▶ Problems and tasks
**1.** Answer these questions using the article on Maine's shortage of defense lawyers:
(a) As of last week, how many attorneys in Maine were willing to take on new cases?
(b) Who is the executive director of the Maine Commission on Indigent Legal Services?
(c) What caused Maine's massive backlog of criminal cases?
**2.** Copy the part of the article on Maine's shortage of defense lawyers word for word, from "Maine is the" to "three years ago.".

▶ Extract

▼

In this Wednesday, May 31, 2017, file photo, a court-appointed "lawyer of the day" explains a legal implication to a person charged with a crime at Cumberland County Superior Court in Portland, Maine.
Robert F. Bukaty
/
AP file
In this Wednesday, May 31, 2017, file photo, a court-appointed "lawyer of the day" explains a legal implication to a person charged with a crime at Cumberland County Superior Court in Portland, Maine.

The number of lawyers in Maine willing to represent low-income clients continues to decline at an alarming rate, prompting the head of the agency that oversees the network to warn that it can no longer guarantee a lawyer for all defendants.

Maine is the only state that relies entirely on private attorneys to represent defendants who can’t afford to hire their own lawyers. But as of last week, just 186 attorneys around the state were willing to take on new cases — down from a roster of roughly 400 attorneys just three years ago.

Justin Andrus, executive director of the Maine Commission on Indigent Legal Services, told commission members on Monday that the system has reached a critical juncture.

“We are at the point where we are not staffing all of our cases,” Andrus said. “I have come in here month after month saying we are pulling it off. We are no longer pulling it off.”

The ranks of participating attorneys have fallen dramatically in the last two years. At the same time, Maine now has a massive backlog of criminal cases resulting from courtroom closures during the COVID-19 pandemic. And case numbers are rising. While public defender systems across the country are grappling with similar challenges, Maine is also facing a lawsuit over this very issue.

▲

▶ Dataset content
▼

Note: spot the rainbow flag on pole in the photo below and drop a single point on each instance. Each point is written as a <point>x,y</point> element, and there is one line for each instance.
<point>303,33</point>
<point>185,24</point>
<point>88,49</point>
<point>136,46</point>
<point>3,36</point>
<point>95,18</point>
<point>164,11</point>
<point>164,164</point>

▲

▶ Task answers
**1.**
(a) 186 attorneys.
(b) Justin Andrus.
(c) Courtroom closures during the COVID-19 pandemic.

**2.**
Maine is the only state that relies entirely on private attorneys to represent defendants who can’t afford to hire their own lawyers. But as of last week, just 186 attorneys around the state were willing to take on new cases — down from a roster of roughly 400 attorneys just three years ago.